Prompt 1: In the article on fake news below, which resources did the minister say fake news causes to be wasted?

Speaking in Parliament on Monday (April 3), Law and Home Affairs Minister K Shanmugam said that a review is underway as he stressed the real-world consequences of hoaxes circulating on the Internet.

“The Government is seriously considering how to address this fake news issue. We will announce our position once we have completed our review,” he said, without giving more details.

Apart from causing public alarm and damaging the reputations of individuals and businesses, fake news results in emergency resources being wasted, he pointed out.

“There is a much more serious dimension to all of this because fake news today, we must assume, can be used as an offensive weapon by foreign agencies and foreign countries,” Mr Shanmugam said in response to questions tabled by Chua Chu Kang GRC Members of Parliament Mr Yee Chia Hsing and Mr Zaqy Mohamad.

Mr Yee asked whether existing laws can be strengthened to “increase the penalties against the author or publisher of fake news on the Internet” while Mr Zaqy asked about, among other things, the Ministry of Law’s plans to “correct false information in a timely manner”, and its assessment on the “likelihood that such news can be manipulated by foreign parties to influence society, including election outcomes and social cohesion”.

In his reply, Mr Shanmugam noted that, around the world, countries are struggling to deal with the scourge: In the United States, fictitious news articles about former presidential candidate Hillary Clinton selling weapons to the Islamic State were rampant before the presidential election last year.

In the United Kingdom, misleading stories that stirred up xenophobia and anti-immigrant sentiment were circulating before the Brexit referendum.

Input:
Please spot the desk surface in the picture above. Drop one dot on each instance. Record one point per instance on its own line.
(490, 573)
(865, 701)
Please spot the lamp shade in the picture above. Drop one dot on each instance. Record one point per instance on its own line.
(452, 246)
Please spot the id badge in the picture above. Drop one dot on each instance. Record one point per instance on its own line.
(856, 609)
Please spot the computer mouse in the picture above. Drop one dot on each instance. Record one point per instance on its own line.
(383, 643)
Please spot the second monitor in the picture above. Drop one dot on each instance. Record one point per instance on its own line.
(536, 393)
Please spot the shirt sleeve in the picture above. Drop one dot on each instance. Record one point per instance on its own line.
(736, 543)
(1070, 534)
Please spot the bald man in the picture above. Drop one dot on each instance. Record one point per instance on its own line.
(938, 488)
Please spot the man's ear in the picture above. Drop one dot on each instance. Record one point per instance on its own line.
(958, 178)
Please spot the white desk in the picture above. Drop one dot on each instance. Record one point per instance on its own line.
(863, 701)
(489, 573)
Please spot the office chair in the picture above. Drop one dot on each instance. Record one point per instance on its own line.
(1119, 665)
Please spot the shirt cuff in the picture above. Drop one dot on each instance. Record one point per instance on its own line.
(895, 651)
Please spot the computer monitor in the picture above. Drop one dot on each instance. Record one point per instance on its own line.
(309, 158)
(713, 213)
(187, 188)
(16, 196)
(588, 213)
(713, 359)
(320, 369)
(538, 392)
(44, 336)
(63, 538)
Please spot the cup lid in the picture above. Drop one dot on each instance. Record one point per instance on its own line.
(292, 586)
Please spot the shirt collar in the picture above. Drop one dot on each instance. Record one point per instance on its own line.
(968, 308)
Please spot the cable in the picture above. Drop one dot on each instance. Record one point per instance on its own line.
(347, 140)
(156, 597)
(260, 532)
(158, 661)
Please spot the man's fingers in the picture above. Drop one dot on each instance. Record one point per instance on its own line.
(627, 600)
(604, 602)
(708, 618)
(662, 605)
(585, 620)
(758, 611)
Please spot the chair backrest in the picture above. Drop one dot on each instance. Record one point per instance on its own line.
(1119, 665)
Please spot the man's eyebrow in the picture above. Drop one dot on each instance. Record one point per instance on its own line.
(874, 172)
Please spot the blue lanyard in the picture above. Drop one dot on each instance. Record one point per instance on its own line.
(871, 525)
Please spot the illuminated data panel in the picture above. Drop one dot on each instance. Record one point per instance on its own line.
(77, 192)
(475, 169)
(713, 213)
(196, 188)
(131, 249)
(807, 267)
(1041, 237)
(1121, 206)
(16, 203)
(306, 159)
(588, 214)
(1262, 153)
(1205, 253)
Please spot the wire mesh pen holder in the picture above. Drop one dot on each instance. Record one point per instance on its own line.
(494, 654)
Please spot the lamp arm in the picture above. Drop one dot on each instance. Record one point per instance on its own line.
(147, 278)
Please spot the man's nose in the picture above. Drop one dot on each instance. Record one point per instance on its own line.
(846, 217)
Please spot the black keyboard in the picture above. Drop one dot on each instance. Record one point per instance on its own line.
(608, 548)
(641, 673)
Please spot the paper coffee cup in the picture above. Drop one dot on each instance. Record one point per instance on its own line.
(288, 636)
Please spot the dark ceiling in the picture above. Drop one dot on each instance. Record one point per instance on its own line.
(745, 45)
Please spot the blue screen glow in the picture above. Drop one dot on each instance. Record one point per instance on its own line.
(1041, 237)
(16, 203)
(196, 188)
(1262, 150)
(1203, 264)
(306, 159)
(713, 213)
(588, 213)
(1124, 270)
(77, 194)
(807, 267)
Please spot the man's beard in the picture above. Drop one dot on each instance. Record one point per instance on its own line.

Prompt 2: Locate every line in the listing above that contains the string "blue", and copy those lines. Case counts.

Exercise response 1: Emergency resources.

Exercise response 2:
Please spot the blue lanyard in the picture above. Drop one dot on each instance. Record one point per instance on its own line.
Please spot the blue screen glow in the picture above. Drop one dot on each instance. Record one point per instance on its own line.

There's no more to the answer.